MATERIAL FOR THE TASK START

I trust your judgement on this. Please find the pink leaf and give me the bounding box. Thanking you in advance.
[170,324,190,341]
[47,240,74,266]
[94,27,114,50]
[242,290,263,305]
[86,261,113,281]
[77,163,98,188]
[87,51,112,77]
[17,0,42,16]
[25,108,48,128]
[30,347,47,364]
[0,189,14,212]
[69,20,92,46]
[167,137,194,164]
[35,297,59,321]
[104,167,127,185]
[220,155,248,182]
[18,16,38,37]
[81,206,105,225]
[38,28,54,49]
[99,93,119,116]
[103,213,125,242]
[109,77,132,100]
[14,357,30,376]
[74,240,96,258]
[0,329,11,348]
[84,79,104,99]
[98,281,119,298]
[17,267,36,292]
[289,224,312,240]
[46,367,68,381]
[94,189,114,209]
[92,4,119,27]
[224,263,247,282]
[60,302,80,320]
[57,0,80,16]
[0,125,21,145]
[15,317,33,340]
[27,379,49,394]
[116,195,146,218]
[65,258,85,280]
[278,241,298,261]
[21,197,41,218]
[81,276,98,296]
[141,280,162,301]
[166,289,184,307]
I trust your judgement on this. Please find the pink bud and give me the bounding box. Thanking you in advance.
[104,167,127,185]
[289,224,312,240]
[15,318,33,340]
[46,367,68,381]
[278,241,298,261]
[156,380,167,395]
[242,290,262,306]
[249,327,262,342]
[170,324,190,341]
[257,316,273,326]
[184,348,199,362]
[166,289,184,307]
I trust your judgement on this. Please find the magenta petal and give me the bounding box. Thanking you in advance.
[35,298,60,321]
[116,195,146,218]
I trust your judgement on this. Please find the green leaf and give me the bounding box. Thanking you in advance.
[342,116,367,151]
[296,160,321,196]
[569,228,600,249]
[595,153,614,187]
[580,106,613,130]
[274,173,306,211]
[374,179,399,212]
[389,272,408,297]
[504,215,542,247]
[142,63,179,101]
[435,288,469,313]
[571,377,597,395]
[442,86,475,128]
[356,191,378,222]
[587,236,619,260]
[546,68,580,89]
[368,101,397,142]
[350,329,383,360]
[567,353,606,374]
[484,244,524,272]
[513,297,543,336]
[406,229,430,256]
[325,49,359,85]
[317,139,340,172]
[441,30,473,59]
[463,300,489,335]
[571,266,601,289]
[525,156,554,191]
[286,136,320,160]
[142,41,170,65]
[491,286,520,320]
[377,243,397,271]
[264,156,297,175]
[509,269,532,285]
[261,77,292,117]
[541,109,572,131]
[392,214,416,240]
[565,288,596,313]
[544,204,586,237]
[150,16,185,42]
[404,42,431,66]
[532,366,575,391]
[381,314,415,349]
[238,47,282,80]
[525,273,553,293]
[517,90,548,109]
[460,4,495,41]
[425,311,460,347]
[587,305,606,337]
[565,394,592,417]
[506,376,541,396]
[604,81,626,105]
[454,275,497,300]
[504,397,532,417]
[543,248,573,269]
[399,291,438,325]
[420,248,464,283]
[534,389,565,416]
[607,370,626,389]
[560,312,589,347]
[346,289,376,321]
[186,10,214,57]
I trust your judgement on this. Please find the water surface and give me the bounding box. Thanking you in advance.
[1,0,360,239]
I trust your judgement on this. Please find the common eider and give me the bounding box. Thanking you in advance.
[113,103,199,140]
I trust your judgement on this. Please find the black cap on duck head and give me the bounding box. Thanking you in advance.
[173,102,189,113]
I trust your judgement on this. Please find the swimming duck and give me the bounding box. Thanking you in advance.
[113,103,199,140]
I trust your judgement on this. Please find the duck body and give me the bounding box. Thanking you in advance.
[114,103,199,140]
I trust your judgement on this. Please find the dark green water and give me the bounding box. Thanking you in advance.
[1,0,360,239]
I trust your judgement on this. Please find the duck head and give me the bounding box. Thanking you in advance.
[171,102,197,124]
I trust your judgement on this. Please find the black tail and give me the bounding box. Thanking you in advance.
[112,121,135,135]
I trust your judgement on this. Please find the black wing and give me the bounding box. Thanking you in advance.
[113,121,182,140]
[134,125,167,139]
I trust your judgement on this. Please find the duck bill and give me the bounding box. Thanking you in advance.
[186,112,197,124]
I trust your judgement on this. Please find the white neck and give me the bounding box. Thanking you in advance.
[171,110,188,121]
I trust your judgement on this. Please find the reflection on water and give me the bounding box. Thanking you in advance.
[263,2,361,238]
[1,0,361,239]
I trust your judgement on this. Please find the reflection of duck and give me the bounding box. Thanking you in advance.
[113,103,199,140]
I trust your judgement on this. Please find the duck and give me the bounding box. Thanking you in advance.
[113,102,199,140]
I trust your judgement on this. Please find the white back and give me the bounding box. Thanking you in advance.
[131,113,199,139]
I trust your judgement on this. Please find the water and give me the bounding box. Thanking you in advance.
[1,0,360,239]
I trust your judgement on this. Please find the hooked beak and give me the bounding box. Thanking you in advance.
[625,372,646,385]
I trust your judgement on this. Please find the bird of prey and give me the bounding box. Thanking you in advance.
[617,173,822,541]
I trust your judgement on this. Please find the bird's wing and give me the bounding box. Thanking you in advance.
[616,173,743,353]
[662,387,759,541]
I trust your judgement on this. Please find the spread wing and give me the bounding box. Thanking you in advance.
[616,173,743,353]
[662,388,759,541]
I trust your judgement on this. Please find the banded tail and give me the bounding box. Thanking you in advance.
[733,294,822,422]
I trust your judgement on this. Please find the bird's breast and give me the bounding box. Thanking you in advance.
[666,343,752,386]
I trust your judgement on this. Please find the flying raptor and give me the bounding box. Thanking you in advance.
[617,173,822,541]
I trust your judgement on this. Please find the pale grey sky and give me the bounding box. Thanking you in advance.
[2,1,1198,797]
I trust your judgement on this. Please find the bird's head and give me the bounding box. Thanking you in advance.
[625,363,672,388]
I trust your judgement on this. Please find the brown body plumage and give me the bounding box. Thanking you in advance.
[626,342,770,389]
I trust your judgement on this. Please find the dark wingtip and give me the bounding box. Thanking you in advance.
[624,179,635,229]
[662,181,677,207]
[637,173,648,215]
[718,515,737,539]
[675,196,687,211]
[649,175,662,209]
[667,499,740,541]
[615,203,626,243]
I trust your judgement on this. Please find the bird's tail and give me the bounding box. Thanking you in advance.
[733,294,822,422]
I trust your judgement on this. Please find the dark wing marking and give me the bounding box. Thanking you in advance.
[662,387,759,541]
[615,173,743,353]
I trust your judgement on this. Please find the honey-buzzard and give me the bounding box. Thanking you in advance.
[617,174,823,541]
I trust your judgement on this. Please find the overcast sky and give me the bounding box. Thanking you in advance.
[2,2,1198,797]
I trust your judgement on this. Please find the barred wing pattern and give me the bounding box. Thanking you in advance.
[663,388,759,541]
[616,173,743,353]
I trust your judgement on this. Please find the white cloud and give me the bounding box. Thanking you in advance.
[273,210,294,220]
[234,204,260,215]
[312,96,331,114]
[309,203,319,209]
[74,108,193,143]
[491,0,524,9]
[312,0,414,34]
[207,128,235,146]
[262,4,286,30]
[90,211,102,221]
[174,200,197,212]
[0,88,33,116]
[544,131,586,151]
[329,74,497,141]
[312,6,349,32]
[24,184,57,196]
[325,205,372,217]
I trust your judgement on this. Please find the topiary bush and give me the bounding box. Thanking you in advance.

MATERIAL FOR THE TASK END

REQUIRED WORK: Nothing may be left out: return each entry exactly as it reads.

TASK RESULT:
I trust your judgement on this. Please find the pink leaf and give me the bounding box. Thanking you in advance.
[170,324,190,341]
[47,240,74,266]
[94,27,114,50]
[242,290,263,305]
[86,261,113,281]
[77,163,98,188]
[87,51,112,77]
[17,0,42,16]
[25,108,48,128]
[30,347,47,364]
[0,189,14,212]
[69,20,92,46]
[167,137,194,164]
[35,297,59,321]
[104,167,127,185]
[220,155,248,182]
[18,16,38,37]
[81,206,105,225]
[38,28,54,49]
[99,93,119,116]
[103,213,125,242]
[109,77,132,100]
[14,357,30,376]
[74,240,96,258]
[0,329,11,348]
[84,79,104,99]
[98,281,119,298]
[17,267,36,292]
[289,224,312,240]
[46,367,68,381]
[94,189,114,209]
[92,4,119,27]
[224,263,247,282]
[60,302,80,320]
[57,0,80,16]
[0,125,21,145]
[15,317,33,340]
[27,379,49,394]
[116,195,146,218]
[65,258,85,280]
[278,241,298,261]
[21,197,41,218]
[81,276,98,296]
[141,280,162,301]
[166,289,184,307]
I trust your judgement on this. Please find the pink bud and give me the bounding box. Thanking you in advance.
[104,167,127,185]
[289,224,312,240]
[15,318,33,340]
[46,367,68,381]
[278,241,298,261]
[156,380,167,395]
[242,290,262,306]
[249,327,262,342]
[170,324,190,341]
[257,316,273,326]
[184,348,199,362]
[166,289,184,307]
I trust your judgement on this. Please find the magenta petal and give me the bounding box. Thanking you in advance.
[35,298,60,321]
[116,195,146,218]
I trust your judgement on this. Please find the green leaf and give me the bounding box. Thanking you in advance.
[342,116,367,151]
[296,160,321,196]
[569,228,600,249]
[595,153,614,187]
[580,106,613,130]
[274,173,306,211]
[374,179,399,212]
[389,272,408,297]
[504,215,542,247]
[142,63,179,101]
[435,288,469,313]
[571,377,597,395]
[442,86,475,128]
[356,191,378,222]
[587,236,619,260]
[546,68,580,89]
[368,101,397,142]
[350,329,383,360]
[567,353,606,374]
[484,244,524,272]
[513,297,543,336]
[406,229,430,256]
[325,49,359,85]
[317,139,340,172]
[441,30,473,59]
[463,300,489,335]
[571,266,601,289]
[525,156,554,191]
[286,136,320,160]
[142,41,170,65]
[491,286,520,320]
[377,243,397,271]
[264,156,297,175]
[509,269,532,285]
[261,77,292,117]
[541,109,572,131]
[392,214,416,240]
[565,288,596,313]
[544,204,586,237]
[150,16,185,42]
[404,42,431,66]
[532,366,575,391]
[381,314,415,349]
[238,47,282,80]
[525,273,553,293]
[517,90,548,109]
[460,4,495,41]
[425,311,460,347]
[587,305,606,337]
[565,394,592,417]
[506,376,541,396]
[604,81,626,105]
[454,275,497,300]
[504,397,532,417]
[543,248,573,269]
[399,291,438,325]
[420,248,464,283]
[534,389,565,416]
[607,370,626,389]
[560,312,589,347]
[346,289,376,321]
[186,10,214,57]
I trust your judgement on this. Please find the water surface and give me the bounding box. Thanking you in advance.
[1,0,360,239]
I trust your judgement on this. Please find the common eider and give me the bounding box. Thanking you in advance.
[113,103,199,140]
I trust your judgement on this. Please find the black cap on duck head and give me the bounding box. Thanking you in advance.
[173,102,189,113]
I trust your judgement on this. Please find the swimming duck and give me the bounding box. Thanking you in advance.
[113,103,199,140]
I trust your judgement on this. Please find the duck body and give me the bounding box. Thanking you in advance.
[114,103,199,140]
I trust your judgement on this. Please find the dark green water and give me the bounding box. Thanking you in advance.
[1,0,360,239]
I trust your judgement on this. Please find the duck head and give me the bounding box. Thanking you in advance.
[171,102,197,124]
I trust your judgement on this. Please find the black tail and give me the bounding box. Thanking you in advance.
[112,121,135,135]
I trust your judgement on this. Please find the black wing and give me the bounding box. Thanking you in advance.
[113,121,182,140]
[134,125,167,139]
I trust your judgement on this. Please find the duck bill and give me the bounding box. Thanking you in advance.
[186,112,197,124]
I trust your judgement on this. Please find the white neck and give me the bounding box. Thanking you in advance.
[171,110,188,121]
I trust your judgement on this. Please find the reflection on water and give me the bounding box. Thanking you in advance.
[263,2,361,238]
[1,0,361,239]
I trust your judgement on this. Please find the reflection of duck and give me the bounding box. Thanking you in advance.
[113,103,199,140]
I trust your judgement on this. Please find the duck and give me the bounding box. Thanking you in advance.
[113,102,199,140]
I trust your judgement on this. Please find the white back and give me the bounding box. Thanking you in advance.
[131,113,199,139]
I trust your judgement on this. Please find the water and give me the bounding box. Thanking you in advance.
[1,0,360,239]
I trust your judgement on this. Please find the hooked beak and give me the bounding box. Thanking you in advance.
[625,372,646,385]
I trust your judgement on this. Please find the bird of prey and give me the bounding box. Thanking you in advance.
[617,173,822,541]
I trust your judgement on this. Please find the bird's wing and give me the bounding box. Thanking you in advance.
[616,173,743,353]
[662,387,759,541]
I trust your judgement on this. Please find the spread wing and give me the bounding box. Thanking you in advance.
[616,173,743,353]
[662,388,759,541]
I trust your judgement on this. Please find the banded tail and give me the bounding box. Thanking you in advance.
[733,294,822,422]
I trust your judgement on this. Please find the bird's breast and give me the bounding box. Thanking you in advance.
[666,343,752,386]
I trust your judgement on this. Please find the flying raptor and give me the bounding box. Thanking you in advance.
[617,173,822,541]
I trust your judgement on this. Please find the pale grey sky and give me the bounding box. Thanking you in advance.
[2,1,1198,797]
I trust your judgement on this. Please find the bird's head and give me the bounding box. Thanking you in advance.
[625,363,672,388]
I trust your judgement on this. Please find the brown body plumage and give me the bounding box. Thanking you in advance.
[626,342,770,389]
I trust your judgement on this. Please find the dark wingtip and give me the bounding box. Thanking you in advance.
[624,179,635,229]
[662,181,677,207]
[637,173,648,215]
[718,515,737,539]
[675,196,687,211]
[649,175,662,209]
[667,499,740,541]
[615,203,626,243]
I trust your judgement on this. Please find the bird's tail and give me the bounding box. Thanking you in advance.
[733,294,822,422]
I trust your judgement on this. Please find the dark wing marking and give me the bounding box. Thanking you in advance.
[662,387,759,541]
[615,173,743,353]
I trust your judgement on this. Please find the honey-buzzard and give me the bounding box. Thanking you in advance.
[617,174,823,541]
I trust your judgement on this. Please find the overcast sky and give me the bounding box. Thanking you in advance.
[2,2,1198,797]
I trust your judgement on this. Please find the barred wing pattern and give me the bounding box. Thanking you in advance.
[663,388,759,541]
[616,173,743,353]
I trust your judgement on this. Please find the white cloud and give me the bounding box. Thanking you in advance.
[273,210,294,220]
[234,204,260,215]
[312,96,331,114]
[309,203,319,209]
[74,108,193,143]
[491,0,524,9]
[312,0,414,34]
[207,128,235,146]
[262,4,286,30]
[90,211,102,221]
[174,200,197,212]
[0,88,33,116]
[544,131,586,151]
[329,74,497,141]
[312,6,349,32]
[24,184,57,196]
[325,205,372,217]
I trust your judgement on this. Please find the topiary bush and give me the bounding box. Thanking you in advance.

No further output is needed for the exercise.